**FRAGMENTO PROPORCIONADO:**
****************

# butifarra esparrecada



## Beechan

¿"Butifarra esparrecada" es una butifarra rasgada?

Gracias de antemano.


----------



## Favara

Jo diria que és una botifarra amb espàrrecs, però no ho he sentit dir mai.


----------



## Demurral

yo no lo he escuchado decir nunca...aunque mi padre cocina las butifarras de una manera, que bien podría llamarse "butifarra esparrecada"!

Como en mi familia no nos gusta nada la carne cruda, a veces hacemos un corte transversal en la butifarra para que se cueza mejor. Cuando la pones en al sarten por la parte de la piel, la piel se encoge mucho y muy rápido, y la carne del otro lado hace como si se abriera.

****************

**EXTRACTOS DE REGISTROS:**

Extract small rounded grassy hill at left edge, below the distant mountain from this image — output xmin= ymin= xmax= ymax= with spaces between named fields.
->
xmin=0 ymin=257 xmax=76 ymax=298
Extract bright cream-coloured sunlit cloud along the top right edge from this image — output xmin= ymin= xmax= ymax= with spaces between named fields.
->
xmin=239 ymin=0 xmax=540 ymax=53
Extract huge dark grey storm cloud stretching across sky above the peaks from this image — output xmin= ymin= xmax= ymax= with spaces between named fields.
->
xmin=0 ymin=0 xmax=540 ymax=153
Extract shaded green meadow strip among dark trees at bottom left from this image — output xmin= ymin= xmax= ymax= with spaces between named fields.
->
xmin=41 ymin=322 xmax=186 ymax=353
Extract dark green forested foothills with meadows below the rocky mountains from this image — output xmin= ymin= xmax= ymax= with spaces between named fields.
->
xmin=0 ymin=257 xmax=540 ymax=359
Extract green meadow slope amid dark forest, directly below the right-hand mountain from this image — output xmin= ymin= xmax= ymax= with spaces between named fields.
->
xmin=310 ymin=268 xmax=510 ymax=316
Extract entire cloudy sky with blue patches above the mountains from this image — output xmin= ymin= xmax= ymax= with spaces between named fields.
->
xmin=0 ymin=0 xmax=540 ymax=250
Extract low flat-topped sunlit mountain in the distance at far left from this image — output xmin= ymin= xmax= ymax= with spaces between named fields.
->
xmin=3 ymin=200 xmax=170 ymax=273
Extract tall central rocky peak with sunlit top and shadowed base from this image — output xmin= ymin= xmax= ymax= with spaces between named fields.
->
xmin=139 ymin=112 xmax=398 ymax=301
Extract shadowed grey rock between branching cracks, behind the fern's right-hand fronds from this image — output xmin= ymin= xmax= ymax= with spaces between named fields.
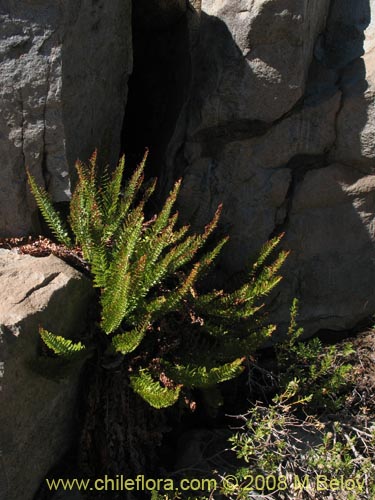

****************

**TAREAS REQUERIDAS:**
• A. Indica si cada afirmación coincide con el hilo sobre la butifarra esparrecada y respalda cada respuesta (sí o no) con las palabras exactas del hilo que lo deciden: (i) Favara ha oído muchas veces la expresión; (ii) en la familia de Demurral no gusta nada la carne cruda; (iii) cuando la butifarra se pone en la sartén por la parte de la piel, la piel se encoge.
• B. Retoma, por favor, el hilo sobre la butifarra esparrecada desde el punto en que se detiene.

**RESPUESTAS POR APARTADO:**
• A.
(i) No: «però no ho he sentit dir mai.»
(ii) Sí: «Como en mi familia no nos gusta nada la carne cruda».
(iii) Sí: «la piel se encoge mucho y muy rápido».

• B.
何か分からないことがあったら、言って下さい。　日本語で説明してみましょう。


----------



## Beechan

Favara said:


> Jo diria que és una botifarra amb espàrrecs, però no ho he sentit dir mai.



Gracias Favara.
Pero en una foto que he encontrado en google, no veo espárragos.


----------



## Beechan

Demurral said:


> yo no lo he escuchado decir nunca...aunque mi padre cocina las butifarras de una manera, que bien podría llamarse "butifarra esparrecada"!
> 
> Como en mi familia no nos gusta nada la carne cruda, a veces hacemos un corte transversal en la butifarra para que se cueza mejor. Cuando la pones en al sarten por la parte de la piel, la piel se encoge mucho y muy rápido, y la carne del otro lado hace como si se abriera.
> 
> 何か分からないことがあったら、言って下さい。　日本語で説明してみましょう。



Gracias Demurral.
En Google hay 20 páginas en las cuales aparece "butifarra esparrecada".
En una de ellas hay una explicación que coincida más o menos con lo que dices. Probablemente se trata de eso.

日本語を話すんですね。びっくりしました。どうもありがとう。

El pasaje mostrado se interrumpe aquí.